--- start Supplied text ---
There’s just something about September. It’s time to give pause to the fun things of summer. It’s time to reflect on the coming change of weather and view. Most importantly, though, it’s time to get the winter clothes out of storage and look forward to the COLD weather!
Yea, this chick loves winter. Love the cold, the winter clothes, warm heat, tomato soup and grilled cheese sandwiches. Not necessarily in that order but all of it, nonetheless. September means bring out the hoodies, throw some more wood on the campfire and fill your cup with hot spiced cider, full of cloves and cinnamon. If you close your eyes and smell, you’re already there.
With the onset of Labor Day, and then the wonderful passing of it (all the tourists go back HOME), the beach on the Eastern Shore is once again home to the locals. They can roam their world without stepping around anyone who’s set up camp for a day or a week, those who cram it in quickly without really knowing what they’ve missed. September is wonderful – once again, the beach is ours.
September is also a month for harvest. Tobacco leaves turn brown, ready to be cut, dried and sent to market. We following these slow moving trucks loaded with tobacco and know it’s just a way of life. Cotton is ready. Harvesters are in the field, pulling the pods of white fluff, pack it in great bales that sit in the fields until it’s hauled away. A beautiful sight, watching life in action. Soybeans are almost ready. Combines and trucks are inspected before the big harvest. Soybean fields are nothing short of flowing waves of golden grain, timeless, beautiful and sometimes surreal.
--- end Supplied text ---
--- start Collected data ---
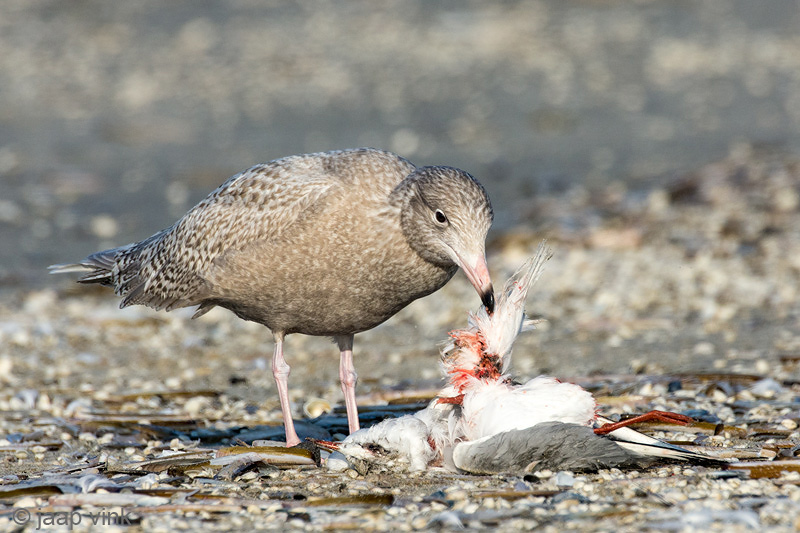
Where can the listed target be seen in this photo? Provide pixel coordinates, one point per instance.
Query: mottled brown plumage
(323, 244)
--- end Collected data ---
What to do |
A) From the piece about September, reproduce everything from "September is also" down to "and sometimes surreal.".
B) Summarize the piece about September in two sentences.

Exercise answers |
A)
September is also a month for harvest. Tobacco leaves turn brown, ready to be cut, dried and sent to market. We following these slow moving trucks loaded with tobacco and know it’s just a way of life. Cotton is ready. Harvesters are in the field, pulling the pods of white fluff, pack it in great bales that sit in the fields until it’s hauled away. A beautiful sight, watching life in action. Soybeans are almost ready. Combines and trucks are inspected before the big harvest. Soybean fields are nothing short of flowing waves of golden grain, timeless, beautiful and sometimes surreal.

B) September ends the fun of summer and is the time to get winter clothes out of storage, which suits the writer, who loves winter and the cold. After Labor Day the tourists leave the Eastern Shore beach to the locals, and the month also brings the harvest of tobacco and cotton, with soybeans almost ready.